**TASK DETAILS:** The response must consist of all the entries, duplicated without alteration.

**DATA RECORDS:**
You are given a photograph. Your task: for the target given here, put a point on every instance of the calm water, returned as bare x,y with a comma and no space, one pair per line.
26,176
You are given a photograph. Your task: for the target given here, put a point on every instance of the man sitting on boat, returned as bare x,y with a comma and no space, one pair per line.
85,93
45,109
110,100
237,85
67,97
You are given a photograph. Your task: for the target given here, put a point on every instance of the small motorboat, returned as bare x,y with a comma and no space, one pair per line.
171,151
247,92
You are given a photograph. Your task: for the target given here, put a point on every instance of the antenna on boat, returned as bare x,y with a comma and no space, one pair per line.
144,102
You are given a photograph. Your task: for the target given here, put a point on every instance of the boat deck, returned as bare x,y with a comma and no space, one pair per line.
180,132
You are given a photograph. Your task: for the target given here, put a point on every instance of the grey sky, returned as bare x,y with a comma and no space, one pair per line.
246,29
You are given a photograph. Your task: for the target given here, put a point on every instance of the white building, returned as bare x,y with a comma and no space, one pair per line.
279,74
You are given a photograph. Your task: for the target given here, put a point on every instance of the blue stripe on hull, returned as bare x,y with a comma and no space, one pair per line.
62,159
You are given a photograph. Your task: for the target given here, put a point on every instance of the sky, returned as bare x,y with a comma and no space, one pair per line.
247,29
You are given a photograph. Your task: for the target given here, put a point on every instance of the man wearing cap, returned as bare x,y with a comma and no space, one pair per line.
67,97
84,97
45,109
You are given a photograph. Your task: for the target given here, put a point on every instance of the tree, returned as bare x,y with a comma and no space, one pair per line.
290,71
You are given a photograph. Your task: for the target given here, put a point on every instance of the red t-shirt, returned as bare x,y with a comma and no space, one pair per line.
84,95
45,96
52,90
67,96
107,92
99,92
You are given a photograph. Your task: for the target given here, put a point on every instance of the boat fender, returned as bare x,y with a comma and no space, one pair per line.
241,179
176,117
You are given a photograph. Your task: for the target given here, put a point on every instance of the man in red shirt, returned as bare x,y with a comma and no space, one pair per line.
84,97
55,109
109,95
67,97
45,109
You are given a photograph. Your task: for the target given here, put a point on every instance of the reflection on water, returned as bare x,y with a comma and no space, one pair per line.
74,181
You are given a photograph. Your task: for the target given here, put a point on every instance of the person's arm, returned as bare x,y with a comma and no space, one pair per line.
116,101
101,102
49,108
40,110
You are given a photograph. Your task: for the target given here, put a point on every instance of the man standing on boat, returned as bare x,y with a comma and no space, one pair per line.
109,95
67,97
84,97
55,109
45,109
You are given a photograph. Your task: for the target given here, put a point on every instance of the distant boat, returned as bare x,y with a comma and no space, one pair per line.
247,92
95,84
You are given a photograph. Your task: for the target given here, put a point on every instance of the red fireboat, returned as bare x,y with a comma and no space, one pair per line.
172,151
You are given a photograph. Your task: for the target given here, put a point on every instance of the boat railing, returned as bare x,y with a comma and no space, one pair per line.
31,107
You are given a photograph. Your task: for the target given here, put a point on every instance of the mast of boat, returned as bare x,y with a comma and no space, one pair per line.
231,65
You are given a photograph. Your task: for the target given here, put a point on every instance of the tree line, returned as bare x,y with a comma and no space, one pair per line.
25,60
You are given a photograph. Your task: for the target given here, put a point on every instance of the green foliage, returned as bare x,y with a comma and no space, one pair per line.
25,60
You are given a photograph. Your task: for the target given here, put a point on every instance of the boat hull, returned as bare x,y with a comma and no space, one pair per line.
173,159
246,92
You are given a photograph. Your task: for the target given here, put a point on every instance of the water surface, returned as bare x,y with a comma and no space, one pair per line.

**RESPONSE FOR THIS EXERCISE:**
You are given a photograph. Your task: for the target given here, put a point on every instance of the calm water, returned as bare x,y with a comma and no space, one pair per line.
26,176
You are given a photograph. Your task: for the target given here, put a point on every instance of the man sitting on boat, returned as bare x,y with a comma and no space, one pair per line.
85,93
45,109
110,100
237,85
67,97
You are given a photograph. Your task: for the target given here, put a point on every instance of the small motorboat, returned as bare x,y with a comma and no space, one pair per line.
171,151
247,92
You are given a photograph. Your task: for the target given here, put a point on every instance of the antenna on boat, returned as bare x,y with a comma and no space, one pair per line.
144,102
You are given a photograph. Your task: for the target given here, put a point on every instance of the boat deck, returned as bare x,y with a comma and no space, one pair per line.
180,132
You are given a photograph. Your task: for the target given here, put a point on every instance of the grey sky, returned as bare x,y with a comma and no space, one pair per line.
246,29
You are given a photograph. Your task: for the target given here, put a point on every instance of the white building, returned as bare x,y with a comma and no space, one pair per line.
279,74
You are given a photograph. Your task: for the target given here, put a point on every instance of the blue stripe on hull, returned as bare x,y with a comma and no space, one pair per line.
62,159
You are given a photograph. Your task: for the target given here, put a point on every instance of the sky, returned as bare x,y with a comma and no space, one pair per line.
247,29
You are given a photograph. Your task: for the target given here, put a point on every instance of the man wearing cap, returned as bare x,y with a comma and no space, one pair per line.
67,97
84,97
45,109
You are given a photograph. Your task: for the target given here, put a point on every instance of the tree, returned as bare x,y with a comma and no space, one pair per line.
290,71
You are given a photograph. Your task: for the target given here, put a point on every instance of the red t-shirt, returned as bare x,y with a comma and no space, one pair per line.
84,95
45,96
52,90
67,96
107,92
99,92
You are given a photograph. Your task: for the target given here, put a point on every instance of the boat fender, returned as bare x,y with a comma and no space, one pair per line.
241,179
176,117
You are given a photograph. Your task: for the target given here, put a point on every instance of the man in red shirt, returned as bare x,y with a comma and no space, one pair per line.
84,97
55,109
109,95
67,97
45,109
You are given a photograph. Your task: for the target given here, put a point on every instance of the reflection on water, returned as bare x,y with a comma and no space, one pair per line.
74,181
You are given a photograph. Your task: for the target given here, put a point on every instance of the person's arm, returned as bare x,y with a comma and no space, one pair per line.
116,101
101,102
49,108
40,110
You are given a photograph. Your task: for the target given here, put a point on every instance of the man standing on boat, returned as bare x,y with a comma and no space, one pair per line.
109,95
67,97
84,97
55,109
45,109
You are given a photograph. Your task: for the target given here, put a point on every instance of the distant boat, returned as bare x,y with a comma and no space, one pair per line.
247,92
95,84
You are given a photograph. Your task: for the target given here, put a point on every instance of the red fireboat, returned as bare x,y with a comma and no space, one pair per line.
172,151
You are given a photograph. Your task: for the target given here, put a point on every instance of the boat railing, returned as bare x,y with a comma and no space, one pair per line.
31,107
You are given a photograph. Your task: for the target given here, put a point on every instance of the mast of boat, returned as bare x,y with a comma and no space, one pair per line.
231,65
You are given a photograph. Your task: for the target given here, put a point on every instance of the tree line, returned as bare x,y with a comma and no space, one pair per line.
25,60
You are given a photograph. Your task: for the target given here, put a point on every instance of the green foliage, returned as bare x,y with a comma and no space, one pair per line.
25,60
You are given a photograph. Your task: for the target given here, put a point on every instance of the boat hull, returned as bare x,y with a comma and no space, one pair per line.
173,159
246,92
You are given a photograph. Your task: for the target given here, put a point on every instance of the water surface, returned as bare x,y with a comma and no space, one pair per line.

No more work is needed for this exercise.